■ **Kaynak belge**:
>>>>>

HDP, 5. Kuruluş yıl dönümünü İstanbul Akatlar Mustafa Kemal Kültür Merkezinde coşkulu bir katılımla kutladı. HDP’nin kurucuları, bileşen parti temsilcileri, milletvekilleri, parti yöneticileri, çok sayıda kurum, siyasi parti temsilcisinin katıldığı şölen, HDP İstanbul Milletvekili Sırrı Süreyya Önder’in sunumu eşliğinde gerçekleşti.

Önder’in, Adnan Yücel’in kaleme aldığı “yeryüzü aşkın yüzü oluncaya dek” şiirini okumasıyla başlayan törende HDP’nin 5 yılını özetleyen kısa film gösterimi de yapıldı. Sanatçılar Mikail Aslan, Nurcan Değirmenci, Yasemin Göksu ve Mem Ararat’ın da müzikleriyle renk kattığı şölenin finalinde HDP’nin cezaevinde tutulan eş genel başkanları Figen Yüksekdağ ve Selahattin Demirtaş’ın mesajları okundu.

Törende konuşan Ahmet Türk, "Eş genel başkanlarımız, milletvekillerimiz, belediye başkanlarımız, parti yöneticilerimiz zindanda. Peki bu neyin şenliği diyenlere söyleyelim: Biz inatla varız, var olacağız" dedi.

<<<<<

Kaydedilen veriler:

>>>>>

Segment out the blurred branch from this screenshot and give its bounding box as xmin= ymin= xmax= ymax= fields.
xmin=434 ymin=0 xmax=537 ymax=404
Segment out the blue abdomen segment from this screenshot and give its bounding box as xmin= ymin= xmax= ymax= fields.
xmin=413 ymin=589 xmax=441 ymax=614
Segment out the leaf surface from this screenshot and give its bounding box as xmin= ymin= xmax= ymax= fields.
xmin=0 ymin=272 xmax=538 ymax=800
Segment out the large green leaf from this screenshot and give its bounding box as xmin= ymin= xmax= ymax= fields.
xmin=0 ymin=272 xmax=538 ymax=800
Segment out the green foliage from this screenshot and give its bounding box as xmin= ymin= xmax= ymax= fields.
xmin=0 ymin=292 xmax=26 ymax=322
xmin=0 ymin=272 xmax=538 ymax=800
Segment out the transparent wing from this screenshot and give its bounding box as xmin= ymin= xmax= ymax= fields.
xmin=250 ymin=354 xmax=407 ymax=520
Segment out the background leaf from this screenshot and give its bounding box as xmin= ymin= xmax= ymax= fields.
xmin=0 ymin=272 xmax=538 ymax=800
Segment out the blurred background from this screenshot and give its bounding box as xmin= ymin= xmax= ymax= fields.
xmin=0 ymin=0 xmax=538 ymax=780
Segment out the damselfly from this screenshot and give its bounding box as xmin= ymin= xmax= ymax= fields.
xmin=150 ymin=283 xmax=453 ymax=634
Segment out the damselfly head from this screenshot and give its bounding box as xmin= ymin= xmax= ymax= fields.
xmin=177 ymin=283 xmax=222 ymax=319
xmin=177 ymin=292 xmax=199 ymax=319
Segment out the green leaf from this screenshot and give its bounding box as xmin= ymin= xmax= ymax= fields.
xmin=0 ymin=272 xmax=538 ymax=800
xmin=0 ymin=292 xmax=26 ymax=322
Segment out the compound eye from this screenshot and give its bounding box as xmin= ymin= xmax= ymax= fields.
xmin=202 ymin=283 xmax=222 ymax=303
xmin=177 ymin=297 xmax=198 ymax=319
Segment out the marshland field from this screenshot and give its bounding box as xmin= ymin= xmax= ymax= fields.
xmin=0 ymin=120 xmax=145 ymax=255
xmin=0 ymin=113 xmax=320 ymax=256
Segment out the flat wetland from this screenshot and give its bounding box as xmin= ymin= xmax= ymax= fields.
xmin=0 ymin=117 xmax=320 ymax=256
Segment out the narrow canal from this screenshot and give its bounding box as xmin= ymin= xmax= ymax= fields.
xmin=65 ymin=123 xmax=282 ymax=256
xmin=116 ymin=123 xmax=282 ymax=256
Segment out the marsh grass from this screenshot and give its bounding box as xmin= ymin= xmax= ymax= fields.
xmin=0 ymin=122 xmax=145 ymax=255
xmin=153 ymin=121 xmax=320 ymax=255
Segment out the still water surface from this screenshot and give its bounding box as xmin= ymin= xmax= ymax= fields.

<<<<<

■ **Göreviniz**:
HDP'nin 5. kuruluş yıl dönümü kutlamasını anlatan metinden bir bölümü aynen yazıya geçirin. "Önder’in, Adnan Yücel’in" sözlerinin geçtiği yerden başlayın ve "Demirtaş’ın mesajları okundu." sözlerinden sonra durun.

■ **Alıştırmanın sonucu**:
Önder’in, Adnan Yücel’in kaleme aldığı “yeryüzü aşkın yüzü oluncaya dek” şiirini okumasıyla başlayan törende HDP’nin 5 yılını özetleyen kısa film gösterimi de yapıldı. Sanatçılar Mikail Aslan, Nurcan Değirmenci, Yasemin Göksu ve Mem Ararat’ın da müzikleriyle renk kattığı şölenin finalinde HDP’nin cezaevinde tutulan eş genel başkanları Figen Yüksekdağ ve Selahattin Demirtaş’ın mesajları okundu.